* [SET EXERCISE 1]: Write out, word for word, the part of the Palliser, Palliser & Company article that opens with the words containing "George Palliser, the" and closes with "died in 1903.".

== DOCUMENT SEGMENT

= Palliser, Palliser & Company =

Historic architectural firm and publisher of architectural pattern books

Palliser, Palliser & Company was a Bridgeport, Connecticut, and New York City architectural firm and publisher of architectural pattern books.

George Palliser, the firm's founder, was born around 1849 in Thirsk, Yorkshire, England. He emigrated to Newark, New Jersey in 1868. He worked as a carpenter and builder, later opening a millwork business.

In search of new territory, Palliser moved to Bridgeport in 1873, opening an architectural office. He would specialize in residential work. In 1877 he made his brother, Charles Palliser, a partner in the firm, which became Palliser, Palliser & Company. They remained in Bridgeport until 1882, when increasing business necessitated a move to New York. The Pallisers kept the Bridgeport office open as a branch through the 1880s, but would eventually close it in favor of the New York office.

By the 1890s, George Palliser was practicing alone, though the old firm-name of Palliser, Palliser & Company was often retained for publications. He died in 1903.

The Pallisers published many books of architectural plans. The first was Model Homes for the People in 1876. Copies of the 23-page pattern book were sold for 25 cents a copy and "sent into every State and territory in the Union, and many to the provinces." Other publications included American Cottage Homes (1878), Palliser's Model Homes (1883), Palliser's New Cottage Homes (1887), American Architecture; Or, Every Man a Complete Builder (1888), Palliser's Court Houses, Village, Town and City Halls, Jails and Plans of Other Public Buildings (1889), Palliser's Useful Details (1890), and Low Cost Houses Adapted for Florida (1892), and Late Victorian Architecture (1896).

Palliser designs were built nationwide. Upon choosing a design from one of the firm's many publications, the client would write to the main office and request full plans, as well as necessary alterations. The plans would then be sent.

====
== MATERIAL FOR THE TASK

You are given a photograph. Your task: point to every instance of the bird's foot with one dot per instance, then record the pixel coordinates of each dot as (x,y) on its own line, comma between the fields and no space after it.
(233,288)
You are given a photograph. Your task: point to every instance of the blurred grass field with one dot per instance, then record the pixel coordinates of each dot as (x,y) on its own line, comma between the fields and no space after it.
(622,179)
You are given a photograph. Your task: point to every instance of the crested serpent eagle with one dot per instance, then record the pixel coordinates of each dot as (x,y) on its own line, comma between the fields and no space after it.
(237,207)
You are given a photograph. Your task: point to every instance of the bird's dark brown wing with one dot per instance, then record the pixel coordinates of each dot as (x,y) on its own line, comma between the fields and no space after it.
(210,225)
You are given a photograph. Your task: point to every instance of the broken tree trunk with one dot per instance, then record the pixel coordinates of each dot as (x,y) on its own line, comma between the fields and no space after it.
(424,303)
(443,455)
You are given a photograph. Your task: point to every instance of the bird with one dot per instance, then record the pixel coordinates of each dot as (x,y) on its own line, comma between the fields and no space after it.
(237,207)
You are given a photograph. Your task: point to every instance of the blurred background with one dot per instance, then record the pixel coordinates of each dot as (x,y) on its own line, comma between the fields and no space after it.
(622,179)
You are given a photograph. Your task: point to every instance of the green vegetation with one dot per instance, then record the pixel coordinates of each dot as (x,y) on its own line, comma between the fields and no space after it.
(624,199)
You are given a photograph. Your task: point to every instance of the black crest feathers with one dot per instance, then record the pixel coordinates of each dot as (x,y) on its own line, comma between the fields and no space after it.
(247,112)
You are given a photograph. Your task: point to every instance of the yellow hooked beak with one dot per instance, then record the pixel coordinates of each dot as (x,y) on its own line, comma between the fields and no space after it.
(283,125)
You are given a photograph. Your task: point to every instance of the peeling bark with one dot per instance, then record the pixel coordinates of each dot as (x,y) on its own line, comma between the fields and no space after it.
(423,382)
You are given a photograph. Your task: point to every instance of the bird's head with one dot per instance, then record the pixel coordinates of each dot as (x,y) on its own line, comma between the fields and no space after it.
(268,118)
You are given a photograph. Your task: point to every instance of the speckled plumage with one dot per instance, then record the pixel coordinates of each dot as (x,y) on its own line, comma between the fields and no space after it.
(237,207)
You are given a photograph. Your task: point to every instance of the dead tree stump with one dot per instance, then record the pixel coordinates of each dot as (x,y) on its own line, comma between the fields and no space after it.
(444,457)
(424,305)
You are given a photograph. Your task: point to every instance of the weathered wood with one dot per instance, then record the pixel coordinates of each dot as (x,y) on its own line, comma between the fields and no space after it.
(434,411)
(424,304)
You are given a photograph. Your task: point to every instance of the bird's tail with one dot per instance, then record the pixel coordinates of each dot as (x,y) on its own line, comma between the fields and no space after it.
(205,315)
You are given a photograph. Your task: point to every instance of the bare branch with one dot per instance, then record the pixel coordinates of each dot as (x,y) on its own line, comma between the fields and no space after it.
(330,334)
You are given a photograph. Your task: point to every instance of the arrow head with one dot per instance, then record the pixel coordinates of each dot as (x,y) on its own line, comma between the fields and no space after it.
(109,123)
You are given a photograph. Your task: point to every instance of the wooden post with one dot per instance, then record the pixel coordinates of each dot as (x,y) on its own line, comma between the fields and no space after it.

====

* [SET EXERCISE 2]: From the entries above, pull out each line that contains the word "beak".

* [EXPECTED ANSWER 1]:
George Palliser, the firm's founder, was born around 1849 in Thirsk, Yorkshire, England. He emigrated to Newark, New Jersey in 1868. He worked as a carpenter and builder, later opening a millwork business.

In search of new territory, Palliser moved to Bridgeport in 1873, opening an architectural office. He would specialize in residential work. In 1877 he made his brother, Charles Palliser, a partner in the firm, which became Palliser, Palliser & Company. They remained in Bridgeport until 1882, when increasing business necessitated a move to New York. The Pallisers kept the Bridgeport office open as a branch through the 1880s, but would eventually close it in favor of the New York office.

By the 1890s, George Palliser was practicing alone, though the old firm-name of Palliser, Palliser & Company was often retained for publications. He died in 1903.

* [EXPECTED ANSWER 2]:
You are given a photograph. Your task: point to every instance of the yellow hooked beak with one dot per instance, then record the pixel coordinates of each dot as (x,y) on its own line, comma between the fields and no space after it.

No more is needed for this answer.